## [Assignment]
The expected output is the complete data, reproduced exactly.

## [Study material]
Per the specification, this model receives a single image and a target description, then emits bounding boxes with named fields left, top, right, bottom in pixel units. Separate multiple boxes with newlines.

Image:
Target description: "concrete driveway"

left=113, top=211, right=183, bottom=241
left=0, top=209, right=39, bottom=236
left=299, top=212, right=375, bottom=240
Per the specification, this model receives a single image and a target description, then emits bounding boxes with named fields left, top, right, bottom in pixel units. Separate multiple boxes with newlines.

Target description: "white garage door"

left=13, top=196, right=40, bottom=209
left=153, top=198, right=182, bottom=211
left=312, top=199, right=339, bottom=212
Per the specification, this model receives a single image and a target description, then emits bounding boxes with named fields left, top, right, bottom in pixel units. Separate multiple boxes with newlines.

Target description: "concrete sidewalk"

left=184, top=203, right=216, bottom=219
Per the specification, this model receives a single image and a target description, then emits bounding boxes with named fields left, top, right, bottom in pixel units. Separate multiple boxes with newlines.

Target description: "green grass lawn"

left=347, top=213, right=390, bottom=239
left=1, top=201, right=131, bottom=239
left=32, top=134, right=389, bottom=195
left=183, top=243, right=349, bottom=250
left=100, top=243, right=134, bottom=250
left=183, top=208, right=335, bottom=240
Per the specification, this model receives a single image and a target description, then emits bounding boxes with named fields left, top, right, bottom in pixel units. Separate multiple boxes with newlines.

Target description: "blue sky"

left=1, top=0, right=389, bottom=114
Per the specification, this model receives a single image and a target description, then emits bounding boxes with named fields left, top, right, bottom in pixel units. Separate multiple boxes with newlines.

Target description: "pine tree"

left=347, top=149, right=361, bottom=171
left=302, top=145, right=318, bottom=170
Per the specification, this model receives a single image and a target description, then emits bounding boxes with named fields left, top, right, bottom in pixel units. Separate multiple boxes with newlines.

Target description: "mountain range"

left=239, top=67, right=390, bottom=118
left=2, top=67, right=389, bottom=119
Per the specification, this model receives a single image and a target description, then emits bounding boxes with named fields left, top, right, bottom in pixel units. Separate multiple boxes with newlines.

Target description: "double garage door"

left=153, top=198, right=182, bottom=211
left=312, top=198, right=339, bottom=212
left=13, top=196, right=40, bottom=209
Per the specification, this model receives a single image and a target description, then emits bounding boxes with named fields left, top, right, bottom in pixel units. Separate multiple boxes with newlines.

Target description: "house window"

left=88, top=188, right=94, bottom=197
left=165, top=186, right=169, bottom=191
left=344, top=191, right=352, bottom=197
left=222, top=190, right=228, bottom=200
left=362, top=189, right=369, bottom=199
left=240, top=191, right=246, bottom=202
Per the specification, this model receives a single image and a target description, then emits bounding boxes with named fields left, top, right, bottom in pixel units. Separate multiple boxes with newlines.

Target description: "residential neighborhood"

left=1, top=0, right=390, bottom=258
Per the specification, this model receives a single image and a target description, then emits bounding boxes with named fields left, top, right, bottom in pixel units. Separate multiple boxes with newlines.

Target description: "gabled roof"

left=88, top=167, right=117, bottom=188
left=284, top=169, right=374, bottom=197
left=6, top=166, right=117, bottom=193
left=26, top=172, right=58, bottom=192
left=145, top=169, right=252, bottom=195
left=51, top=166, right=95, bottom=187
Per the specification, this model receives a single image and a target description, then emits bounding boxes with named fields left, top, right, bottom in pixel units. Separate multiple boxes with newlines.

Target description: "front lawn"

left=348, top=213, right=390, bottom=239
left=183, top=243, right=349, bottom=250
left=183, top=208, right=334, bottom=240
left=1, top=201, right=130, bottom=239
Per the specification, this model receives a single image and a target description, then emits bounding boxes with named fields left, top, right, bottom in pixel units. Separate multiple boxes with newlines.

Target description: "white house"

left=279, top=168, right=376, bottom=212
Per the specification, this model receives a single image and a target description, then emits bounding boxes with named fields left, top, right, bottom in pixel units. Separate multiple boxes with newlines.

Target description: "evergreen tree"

## [Task result]
Per the specification, this model receives a single image and a target description, then emits bounding boxes with named fields left, top, right, bottom in pixel units. Separate multiple boxes with newlines.

Image:
Target description: "concrete driveway"

left=113, top=211, right=183, bottom=241
left=0, top=209, right=39, bottom=236
left=299, top=212, right=375, bottom=240
Per the specification, this model receives a single image and a target description, then emits bounding boxes with named fields left, top, right, bottom in pixel units. Separate multiple boxes with newlines.

Target description: "white garage door"

left=13, top=196, right=40, bottom=209
left=153, top=198, right=182, bottom=211
left=312, top=199, right=339, bottom=212
Per the specification, this model receives a single image and a target description, then emits bounding boxes with named fields left, top, right, bottom in pixel units. Separate multiple boxes with newlines.

Target description: "concrete sidewalk"

left=184, top=203, right=216, bottom=219
Per the specification, this model receives a single image and a target description, then emits bounding boxes with named fields left, top, right, bottom in pixel units. Separate multiple boxes with newlines.

Target description: "green grass lawn"

left=347, top=213, right=390, bottom=239
left=1, top=201, right=131, bottom=239
left=32, top=134, right=389, bottom=195
left=183, top=243, right=349, bottom=250
left=100, top=243, right=134, bottom=250
left=183, top=208, right=335, bottom=240
Per the specification, this model receives a single image and a target description, then emits bounding boxes with named fields left, top, right, bottom in pixel units. Separate multiple boxes with newlines.

Target description: "blue sky"

left=1, top=0, right=389, bottom=114
Per the specification, this model receives a single image and a target description, then emits bounding boxes with named fields left, top, right, bottom in pixel units. Separate multiple boxes with newlines.

Target description: "pine tree"

left=347, top=149, right=361, bottom=171
left=302, top=145, right=318, bottom=170
Per the specification, this model receives a single image and a target description, then emits bounding boxes with named fields left, top, right, bottom in pixel units. Separate multiple boxes with newlines.

Target description: "mountain range"

left=239, top=67, right=390, bottom=118
left=2, top=67, right=389, bottom=119
Per the specification, this model receives a single image and a target description, then emits bounding boxes with named fields left, top, right, bottom in pixel units. Separate multiple boxes with newlines.

Target description: "double garage door"

left=153, top=198, right=182, bottom=211
left=312, top=198, right=339, bottom=212
left=13, top=196, right=40, bottom=209
Per the specification, this model receives a single image and a target description, then emits bounding boxes with named fields left, top, right, bottom in pixel units. Separate multiple boxes with newlines.

Target description: "house window"

left=88, top=188, right=94, bottom=197
left=165, top=186, right=169, bottom=191
left=344, top=191, right=352, bottom=197
left=222, top=190, right=228, bottom=200
left=362, top=189, right=369, bottom=199
left=240, top=191, right=246, bottom=202
Per the specification, this model receives a single image and a target description, then emits bounding boxes with named fields left, top, right, bottom in pixel units. Separate multiple boxes with newlines.

Target description: "residential neighborhood"

left=1, top=0, right=390, bottom=258
Per the specification, this model receives a single image and a target description, then emits bounding boxes with named fields left, top, right, bottom in pixel units. Separate multiple boxes with newlines.

Target description: "gabled roof"

left=88, top=167, right=117, bottom=188
left=284, top=169, right=374, bottom=197
left=6, top=166, right=117, bottom=193
left=26, top=172, right=58, bottom=192
left=145, top=169, right=252, bottom=195
left=51, top=166, right=95, bottom=187
Per the specification, this model receives a single image and a target description, then emits bounding boxes with named fields left, top, right, bottom in pixel units. Separate multiple boxes with newlines.

Target description: "front lawn"

left=348, top=213, right=390, bottom=239
left=183, top=243, right=349, bottom=250
left=183, top=208, right=334, bottom=240
left=1, top=201, right=130, bottom=239
Per the specification, this model receives a single image and a target description, then emits bounding boxes with named fields left, top, right, bottom in pixel units. Separate multiple boxes with newlines.

Target description: "white house"

left=279, top=168, right=376, bottom=212
Per the specification, this model receives a single image and a target description, then emits bounding boxes with named fields left, top, right, bottom in pixel units. Separate multiple boxes with newlines.

Target description: "evergreen tree"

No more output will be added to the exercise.